Aşağıdaki öğelerde "Practice. Locate the teal" ifadesini içeren satırdan başlayıp öğelerin sonuna kadar uzanan bölümü, o satır da dahil olmak üzere, her satır için bir dize içeren bir JSON listesi olarak verin. Boş satırları listeye almayın.
─── Sağlanan veriler
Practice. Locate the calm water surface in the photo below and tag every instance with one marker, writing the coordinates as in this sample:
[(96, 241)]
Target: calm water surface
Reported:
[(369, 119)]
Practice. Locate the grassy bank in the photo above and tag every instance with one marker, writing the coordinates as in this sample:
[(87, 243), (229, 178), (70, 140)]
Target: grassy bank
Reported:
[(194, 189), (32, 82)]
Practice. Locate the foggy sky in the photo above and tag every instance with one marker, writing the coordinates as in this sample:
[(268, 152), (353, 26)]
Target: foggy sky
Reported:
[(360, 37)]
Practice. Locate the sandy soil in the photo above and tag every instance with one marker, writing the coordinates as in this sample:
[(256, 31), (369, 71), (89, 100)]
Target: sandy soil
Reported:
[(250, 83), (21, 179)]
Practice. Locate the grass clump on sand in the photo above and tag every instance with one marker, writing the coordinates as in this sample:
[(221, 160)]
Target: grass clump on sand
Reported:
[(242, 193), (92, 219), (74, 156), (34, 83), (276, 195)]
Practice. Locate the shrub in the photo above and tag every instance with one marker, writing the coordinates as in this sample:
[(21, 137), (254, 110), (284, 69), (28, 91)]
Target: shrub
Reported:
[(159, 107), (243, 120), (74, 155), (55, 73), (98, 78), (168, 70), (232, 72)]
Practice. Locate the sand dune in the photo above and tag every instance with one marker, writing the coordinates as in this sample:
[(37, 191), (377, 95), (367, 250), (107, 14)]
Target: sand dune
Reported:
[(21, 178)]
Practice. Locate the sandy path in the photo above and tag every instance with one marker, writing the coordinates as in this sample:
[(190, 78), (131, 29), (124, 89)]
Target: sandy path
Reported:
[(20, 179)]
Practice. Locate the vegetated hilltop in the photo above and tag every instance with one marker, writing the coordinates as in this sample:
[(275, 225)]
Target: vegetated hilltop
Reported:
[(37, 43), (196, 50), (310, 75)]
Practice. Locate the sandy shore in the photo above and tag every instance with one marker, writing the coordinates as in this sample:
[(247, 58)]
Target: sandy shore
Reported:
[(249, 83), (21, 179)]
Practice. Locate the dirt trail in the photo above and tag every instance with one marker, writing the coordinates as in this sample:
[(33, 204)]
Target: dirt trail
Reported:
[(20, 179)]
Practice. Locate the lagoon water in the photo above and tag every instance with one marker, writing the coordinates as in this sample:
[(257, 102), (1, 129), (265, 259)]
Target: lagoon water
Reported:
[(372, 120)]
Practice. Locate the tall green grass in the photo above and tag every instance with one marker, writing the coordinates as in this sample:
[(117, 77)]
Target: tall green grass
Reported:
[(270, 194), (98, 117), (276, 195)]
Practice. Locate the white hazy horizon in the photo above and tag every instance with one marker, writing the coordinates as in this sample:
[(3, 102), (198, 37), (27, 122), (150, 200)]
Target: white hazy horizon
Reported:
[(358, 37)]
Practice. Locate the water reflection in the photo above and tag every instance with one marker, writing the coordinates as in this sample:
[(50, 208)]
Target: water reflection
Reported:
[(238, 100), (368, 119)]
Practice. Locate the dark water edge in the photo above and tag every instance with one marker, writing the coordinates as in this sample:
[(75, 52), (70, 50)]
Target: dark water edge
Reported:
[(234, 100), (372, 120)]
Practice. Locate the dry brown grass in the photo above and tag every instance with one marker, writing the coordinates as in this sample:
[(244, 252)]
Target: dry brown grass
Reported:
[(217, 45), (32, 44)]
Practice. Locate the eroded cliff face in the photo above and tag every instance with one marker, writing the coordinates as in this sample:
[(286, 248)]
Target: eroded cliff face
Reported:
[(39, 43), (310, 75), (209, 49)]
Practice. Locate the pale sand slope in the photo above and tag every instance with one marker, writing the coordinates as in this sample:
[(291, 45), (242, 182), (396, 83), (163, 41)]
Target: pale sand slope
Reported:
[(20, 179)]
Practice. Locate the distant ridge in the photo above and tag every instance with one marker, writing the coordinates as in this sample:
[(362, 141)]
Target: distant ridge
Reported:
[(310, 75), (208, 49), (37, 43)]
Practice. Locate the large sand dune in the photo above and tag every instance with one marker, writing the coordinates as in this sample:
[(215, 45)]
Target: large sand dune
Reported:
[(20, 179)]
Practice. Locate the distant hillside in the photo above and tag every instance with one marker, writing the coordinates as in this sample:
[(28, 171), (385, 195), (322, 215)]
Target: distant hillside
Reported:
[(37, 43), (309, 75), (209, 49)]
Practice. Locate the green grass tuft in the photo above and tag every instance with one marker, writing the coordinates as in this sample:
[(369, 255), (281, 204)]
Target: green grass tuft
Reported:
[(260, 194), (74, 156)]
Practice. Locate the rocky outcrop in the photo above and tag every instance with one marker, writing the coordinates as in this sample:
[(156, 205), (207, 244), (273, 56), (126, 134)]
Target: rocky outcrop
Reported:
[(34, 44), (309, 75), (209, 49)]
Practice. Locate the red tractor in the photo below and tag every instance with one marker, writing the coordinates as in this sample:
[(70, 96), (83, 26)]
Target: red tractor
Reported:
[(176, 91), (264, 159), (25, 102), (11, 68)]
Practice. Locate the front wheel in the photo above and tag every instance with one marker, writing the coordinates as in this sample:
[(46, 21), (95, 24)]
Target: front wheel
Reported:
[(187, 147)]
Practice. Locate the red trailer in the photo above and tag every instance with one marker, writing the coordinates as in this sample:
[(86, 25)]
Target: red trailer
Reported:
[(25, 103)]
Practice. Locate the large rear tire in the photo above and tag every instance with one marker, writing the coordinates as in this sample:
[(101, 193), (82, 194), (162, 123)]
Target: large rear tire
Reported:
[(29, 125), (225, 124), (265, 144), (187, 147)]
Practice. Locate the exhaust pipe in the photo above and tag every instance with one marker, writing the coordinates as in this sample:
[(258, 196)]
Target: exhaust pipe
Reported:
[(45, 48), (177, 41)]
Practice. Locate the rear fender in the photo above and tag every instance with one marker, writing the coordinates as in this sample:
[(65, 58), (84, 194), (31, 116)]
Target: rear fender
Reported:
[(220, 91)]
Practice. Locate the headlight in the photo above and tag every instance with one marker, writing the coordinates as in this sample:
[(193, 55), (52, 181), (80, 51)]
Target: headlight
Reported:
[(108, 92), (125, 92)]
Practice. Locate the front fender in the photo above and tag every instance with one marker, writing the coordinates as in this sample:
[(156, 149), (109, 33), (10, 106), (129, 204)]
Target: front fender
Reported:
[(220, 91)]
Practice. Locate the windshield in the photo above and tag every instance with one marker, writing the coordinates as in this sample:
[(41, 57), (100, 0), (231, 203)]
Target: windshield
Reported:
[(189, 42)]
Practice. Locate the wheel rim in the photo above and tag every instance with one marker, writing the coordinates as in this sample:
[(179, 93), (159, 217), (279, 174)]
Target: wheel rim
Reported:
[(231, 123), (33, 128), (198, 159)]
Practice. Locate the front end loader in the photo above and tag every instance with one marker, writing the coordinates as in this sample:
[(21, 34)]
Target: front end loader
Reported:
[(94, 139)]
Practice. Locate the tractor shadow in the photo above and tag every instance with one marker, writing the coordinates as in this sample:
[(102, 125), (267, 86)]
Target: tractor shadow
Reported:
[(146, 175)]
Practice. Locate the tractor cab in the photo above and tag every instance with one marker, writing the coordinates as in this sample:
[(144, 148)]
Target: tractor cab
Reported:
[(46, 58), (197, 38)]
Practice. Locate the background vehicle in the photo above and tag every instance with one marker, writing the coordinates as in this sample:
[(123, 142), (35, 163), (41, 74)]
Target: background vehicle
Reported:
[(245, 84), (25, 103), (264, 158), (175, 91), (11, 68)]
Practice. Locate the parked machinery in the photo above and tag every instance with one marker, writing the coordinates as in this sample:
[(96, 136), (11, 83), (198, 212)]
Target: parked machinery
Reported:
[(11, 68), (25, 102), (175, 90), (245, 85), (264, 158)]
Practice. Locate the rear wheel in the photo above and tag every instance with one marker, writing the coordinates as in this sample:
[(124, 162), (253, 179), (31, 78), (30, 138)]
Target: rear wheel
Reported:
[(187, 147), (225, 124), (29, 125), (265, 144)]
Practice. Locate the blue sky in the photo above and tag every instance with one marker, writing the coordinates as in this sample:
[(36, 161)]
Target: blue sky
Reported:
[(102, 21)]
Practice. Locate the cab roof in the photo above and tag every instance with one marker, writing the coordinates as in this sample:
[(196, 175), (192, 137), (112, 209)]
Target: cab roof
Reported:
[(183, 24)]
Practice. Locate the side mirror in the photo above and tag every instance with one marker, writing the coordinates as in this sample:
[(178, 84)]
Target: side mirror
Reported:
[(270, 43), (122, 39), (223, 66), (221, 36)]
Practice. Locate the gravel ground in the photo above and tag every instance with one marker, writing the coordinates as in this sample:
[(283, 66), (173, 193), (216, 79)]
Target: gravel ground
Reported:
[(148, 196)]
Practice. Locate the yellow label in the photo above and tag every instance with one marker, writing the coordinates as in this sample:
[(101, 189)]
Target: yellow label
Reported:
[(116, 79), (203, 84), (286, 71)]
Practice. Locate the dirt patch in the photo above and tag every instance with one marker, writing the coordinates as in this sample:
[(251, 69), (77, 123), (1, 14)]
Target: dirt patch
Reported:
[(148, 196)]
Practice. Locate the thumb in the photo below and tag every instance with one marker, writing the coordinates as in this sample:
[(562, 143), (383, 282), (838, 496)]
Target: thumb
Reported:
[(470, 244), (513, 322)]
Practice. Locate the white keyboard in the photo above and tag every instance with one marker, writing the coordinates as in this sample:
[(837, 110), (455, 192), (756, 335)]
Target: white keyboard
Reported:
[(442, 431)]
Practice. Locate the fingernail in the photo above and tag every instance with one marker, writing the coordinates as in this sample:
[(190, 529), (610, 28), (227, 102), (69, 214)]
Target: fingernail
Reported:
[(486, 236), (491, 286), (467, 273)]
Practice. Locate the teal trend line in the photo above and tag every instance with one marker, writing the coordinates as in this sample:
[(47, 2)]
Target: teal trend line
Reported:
──────
● Çıktı aşağıdadır
[
  "Practice. Locate the teal trend line in the photo above and tag every instance with one marker, writing the coordinates as in this sample:",
  "[(47, 2)]",
  "Target: teal trend line",
  "Reported:"
]